▶ [WORK TO COMPLETE]:
Retype the records word for word, starting at their beginning and going on through the line with "box: [28, 160, 40, 176]". Leave the pictures out.

▶ [SOURCE MATERIAL]:

***

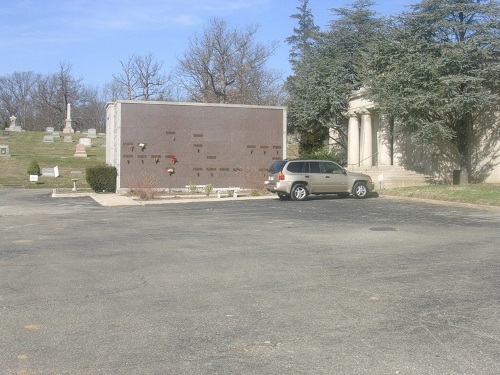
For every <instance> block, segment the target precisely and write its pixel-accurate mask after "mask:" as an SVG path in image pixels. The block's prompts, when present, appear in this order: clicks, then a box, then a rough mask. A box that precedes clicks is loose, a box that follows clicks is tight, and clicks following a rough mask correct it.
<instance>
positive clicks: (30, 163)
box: [28, 160, 40, 176]
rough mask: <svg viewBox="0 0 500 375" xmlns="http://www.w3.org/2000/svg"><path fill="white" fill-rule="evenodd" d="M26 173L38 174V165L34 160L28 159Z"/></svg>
mask: <svg viewBox="0 0 500 375" xmlns="http://www.w3.org/2000/svg"><path fill="white" fill-rule="evenodd" d="M28 174H29V175H37V176H40V166H39V165H38V163H37V162H36V161H34V160H32V161H30V163H29V165H28Z"/></svg>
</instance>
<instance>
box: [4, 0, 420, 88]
mask: <svg viewBox="0 0 500 375" xmlns="http://www.w3.org/2000/svg"><path fill="white" fill-rule="evenodd" d="M375 2H376V3H377V5H376V6H375V7H374V10H375V11H377V12H378V13H380V14H381V15H387V16H389V15H396V14H399V13H401V12H403V11H405V10H409V8H408V6H409V5H410V4H414V3H415V2H417V1H416V0H376V1H375ZM300 3H301V2H299V1H298V0H1V5H0V75H7V74H12V73H14V72H16V71H17V72H22V71H33V72H35V73H42V74H47V73H55V72H57V71H58V68H59V63H60V62H67V63H69V64H71V66H72V73H73V76H74V77H75V78H83V80H84V83H85V84H87V85H92V86H98V87H101V86H102V85H103V84H104V83H106V82H109V81H111V79H112V75H113V74H119V73H120V70H121V67H120V61H124V62H125V61H127V60H128V57H129V56H131V55H133V54H136V55H146V54H148V53H152V54H153V56H154V57H155V58H156V59H157V60H158V61H161V62H163V68H164V70H165V73H169V72H170V71H171V70H173V69H174V68H175V66H176V65H177V61H178V59H179V58H181V57H182V54H183V53H184V52H185V51H186V50H187V48H188V40H189V38H190V37H192V36H194V35H195V34H196V33H201V32H202V31H203V28H204V27H206V25H207V23H208V21H209V20H210V18H212V17H220V18H224V19H225V20H226V21H228V22H229V24H230V26H231V27H242V26H245V25H249V24H256V25H258V26H259V31H258V33H257V35H256V39H257V41H258V42H262V43H266V44H267V43H271V42H273V41H277V42H279V45H280V47H279V49H278V50H277V51H276V53H275V55H274V56H273V57H272V58H271V59H270V61H269V64H268V67H269V68H272V69H278V70H282V71H283V72H284V75H287V74H289V73H290V67H289V63H288V53H289V45H288V44H287V43H286V42H285V39H286V38H287V37H288V36H290V35H292V33H293V28H294V27H295V26H296V20H294V19H291V18H290V15H292V14H294V13H297V9H296V8H297V7H298V6H299V5H300ZM351 3H352V1H344V0H310V1H309V7H310V8H311V10H312V13H313V15H314V20H315V23H316V25H318V26H320V27H321V28H322V29H323V30H325V29H326V26H327V25H328V22H329V21H330V20H331V19H332V15H331V12H330V9H332V8H339V7H346V6H347V5H348V4H351Z"/></svg>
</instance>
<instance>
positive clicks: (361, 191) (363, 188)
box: [352, 182, 368, 198]
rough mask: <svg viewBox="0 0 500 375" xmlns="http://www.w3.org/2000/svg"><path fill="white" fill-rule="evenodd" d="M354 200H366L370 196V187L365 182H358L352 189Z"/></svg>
mask: <svg viewBox="0 0 500 375" xmlns="http://www.w3.org/2000/svg"><path fill="white" fill-rule="evenodd" d="M352 195H354V198H366V197H367V196H368V187H367V186H366V184H365V183H364V182H356V183H355V184H354V187H353V188H352Z"/></svg>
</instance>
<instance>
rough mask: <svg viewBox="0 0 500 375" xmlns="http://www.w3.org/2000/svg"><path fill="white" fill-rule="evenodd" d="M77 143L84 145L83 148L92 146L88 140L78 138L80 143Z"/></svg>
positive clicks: (86, 138)
mask: <svg viewBox="0 0 500 375" xmlns="http://www.w3.org/2000/svg"><path fill="white" fill-rule="evenodd" d="M78 143H79V144H81V145H84V146H85V147H91V146H92V140H91V139H90V138H80V141H79V142H78Z"/></svg>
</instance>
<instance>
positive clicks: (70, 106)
mask: <svg viewBox="0 0 500 375" xmlns="http://www.w3.org/2000/svg"><path fill="white" fill-rule="evenodd" d="M71 122H72V120H71V104H70V103H68V105H67V106H66V126H65V127H64V129H63V133H64V134H70V133H74V132H75V131H74V130H73V128H72V127H71Z"/></svg>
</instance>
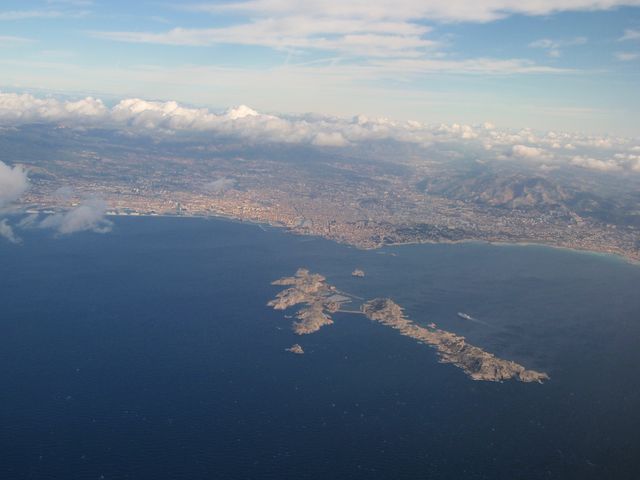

***

▶ [ANSWER SECTION]:
For every <instance> block, segment the target precisely and write its pixel-accurate mask after "mask:" as an SVG path in image pixels. The block's prompts, when present, appear in this order: clicks, then a box, then a rough mask. A box that precedes clicks is loose, a box that follows clicks is tight, and clicks following a rough mask correct it.
<instance>
positive clicks: (30, 163)
box: [28, 160, 40, 176]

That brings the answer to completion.